Texto original
+===+

Por Antonio Leal.- La democracia, tal como la configuró el liberalismo, es un orden político. Sin embargo, en su significado ético-político, es mucho más que un principio de reglas destinadas a guiar los procesos colectivos. Hay, por tanto, una democracia real, formal, que muchas veces está por debajo de la democracia ideal y solo raramente la sobrepasa. La democracia como valor es una forma de vida y, por ello, lleva entrañablemente incorporada la idea del conflicto y del cambio.
En el transcurso del siglo XX, la democracia política conoció una significativa expansión. Una parte, al menos, de su intrínseco patrimonio “subversivo” que sobrepasa los cánones censitarios del Estado constitucional típico del 1800, se tradujo en un sistema institucional específico. Aunque aparezca paradojal, como señala Sartori, la difusión de los regímenes democráticos ha favorecido una “evaporación conceptual de la democracia” que debe ser abordada en el contexto de un nuevo mundo que cambia las exigencias de una democracia que hoy debe ir más allá de la representación.
La democracia es, antes que todo, el régimen político que tiende al máximo del desarrollo de las normas y procedimientos “laicos”, que proclama la transparencia de las libertades formales, las igualdades sustanciales; que coloca en el centro a las personas que tienen el derecho a ocupar espacios y a condicionar los procesos de composición de los intereses y de la voluntad pública.
Su mayor elemento de novedad, respecto del pasado, ha sido y es el sufragio universal de hombres y mujeres. Este es el elemento caracterizador de la “democracia de los modernos” como diría Bobbio. En el esquema liberal clásico tenían un rol central los procedimientos de organización del universo político, pero no lo tenía la dimensión y la amplitud de este universo.
Ello significó, en su momento, un proceso de modificación cualitativa del régimen político y se constituyó en el principal aporte a la democracia en el siglo XX. En esto, el verdadero punto de expansión es la ciudadanía que, obviamente, muta cualitativamente sus propios fundamentos. En la democracia ningún interés puede imponerse sin construir un nivel de consenso, sin una generalización político-jurídica, sin representar una clara dignidad moral.

+===+

Datos proporcionados

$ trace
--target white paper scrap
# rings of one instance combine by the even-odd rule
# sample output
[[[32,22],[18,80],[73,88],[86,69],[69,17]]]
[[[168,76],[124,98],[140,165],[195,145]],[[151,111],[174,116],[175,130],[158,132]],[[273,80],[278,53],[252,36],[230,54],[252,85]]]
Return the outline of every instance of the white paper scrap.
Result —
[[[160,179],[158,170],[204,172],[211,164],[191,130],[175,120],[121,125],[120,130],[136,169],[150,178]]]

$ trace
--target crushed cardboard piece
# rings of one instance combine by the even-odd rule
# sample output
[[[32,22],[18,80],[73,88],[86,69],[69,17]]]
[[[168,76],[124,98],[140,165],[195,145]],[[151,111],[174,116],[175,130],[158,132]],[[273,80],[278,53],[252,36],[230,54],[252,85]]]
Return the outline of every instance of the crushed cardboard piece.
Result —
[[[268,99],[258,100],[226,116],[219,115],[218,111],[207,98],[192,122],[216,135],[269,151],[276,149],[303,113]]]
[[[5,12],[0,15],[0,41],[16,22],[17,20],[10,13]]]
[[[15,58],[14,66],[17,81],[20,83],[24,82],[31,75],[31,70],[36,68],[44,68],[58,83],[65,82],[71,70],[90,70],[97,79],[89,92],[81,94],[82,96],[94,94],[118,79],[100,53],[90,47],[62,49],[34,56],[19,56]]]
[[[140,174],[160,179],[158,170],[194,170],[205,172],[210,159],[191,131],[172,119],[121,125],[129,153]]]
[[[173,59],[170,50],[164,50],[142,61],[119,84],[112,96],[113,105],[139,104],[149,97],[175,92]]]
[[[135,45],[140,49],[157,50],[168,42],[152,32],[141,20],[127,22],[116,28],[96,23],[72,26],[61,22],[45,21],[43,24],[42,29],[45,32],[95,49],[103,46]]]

+===+

Tus tareas
1 - ¿Cuál ha sido el mayor elemento de novedad de la democracia respecto del pasado, según el texto sobre la democracia?
2 - Vuelve a escribir el fragmento del texto sobre la democracia que va entre "En el transcurso" y "de la representación.", ambos incluidos.

Lista de soluciones
1 - El sufragio universal de hombres y mujeres.

2 -
En el transcurso del siglo XX, la democracia política conoció una significativa expansión. Una parte, al menos, de su intrínseco patrimonio “subversivo” que sobrepasa los cánones censitarios del Estado constitucional típico del 1800, se tradujo en un sistema institucional específico. Aunque aparezca paradojal, como señala Sartori, la difusión de los regímenes democráticos ha favorecido una “evaporación conceptual de la democracia” que debe ser abordada en el contexto de un nuevo mundo que cambia las exigencias de una democracia que hoy debe ir más allá de la representación.